SET PROBLEM: Pull out each line of the material below that contains the word "following", and list those lines.

** BEGIN DATA FOR THIS EXERCISE **

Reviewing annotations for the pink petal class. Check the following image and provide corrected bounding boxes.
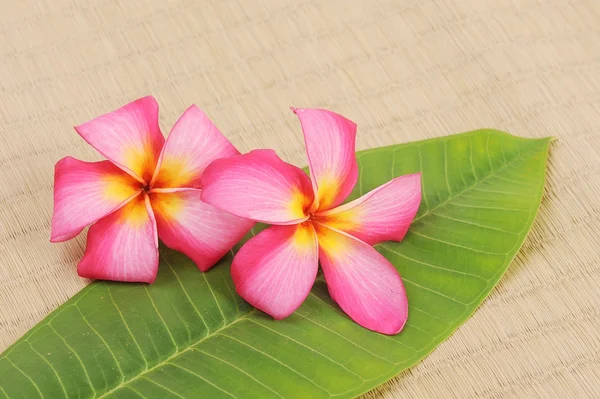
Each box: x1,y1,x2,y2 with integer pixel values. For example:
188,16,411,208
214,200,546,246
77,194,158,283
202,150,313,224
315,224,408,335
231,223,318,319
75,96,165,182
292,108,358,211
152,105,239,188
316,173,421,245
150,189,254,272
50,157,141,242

** END DATA FOR THIS EXERCISE **
** BEGIN DATA FOR THIS EXERCISE **

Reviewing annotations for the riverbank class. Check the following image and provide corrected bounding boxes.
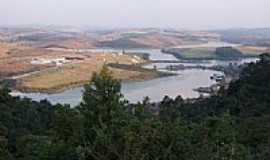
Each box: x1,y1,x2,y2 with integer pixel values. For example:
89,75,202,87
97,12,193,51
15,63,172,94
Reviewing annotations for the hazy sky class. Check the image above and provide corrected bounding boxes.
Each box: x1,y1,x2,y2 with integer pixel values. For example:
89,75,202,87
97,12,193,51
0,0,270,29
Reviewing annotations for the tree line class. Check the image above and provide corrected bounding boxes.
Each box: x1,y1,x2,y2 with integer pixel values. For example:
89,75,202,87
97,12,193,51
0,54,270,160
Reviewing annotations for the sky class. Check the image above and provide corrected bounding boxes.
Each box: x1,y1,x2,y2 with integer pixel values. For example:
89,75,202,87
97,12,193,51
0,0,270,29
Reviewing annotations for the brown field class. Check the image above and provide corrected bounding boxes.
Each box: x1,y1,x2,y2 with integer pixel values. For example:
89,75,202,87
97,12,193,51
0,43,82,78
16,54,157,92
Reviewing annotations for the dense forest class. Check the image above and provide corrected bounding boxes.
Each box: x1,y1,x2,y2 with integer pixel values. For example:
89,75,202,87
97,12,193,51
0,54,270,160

** END DATA FOR THIS EXERCISE **

ANSWER FOR THE TASK:
Reviewing annotations for the pink petal class. Check the following image and provide corrected bounding boxes.
Reviewing annotations for the riverbank class. Check the following image and provide corrected bounding boxes.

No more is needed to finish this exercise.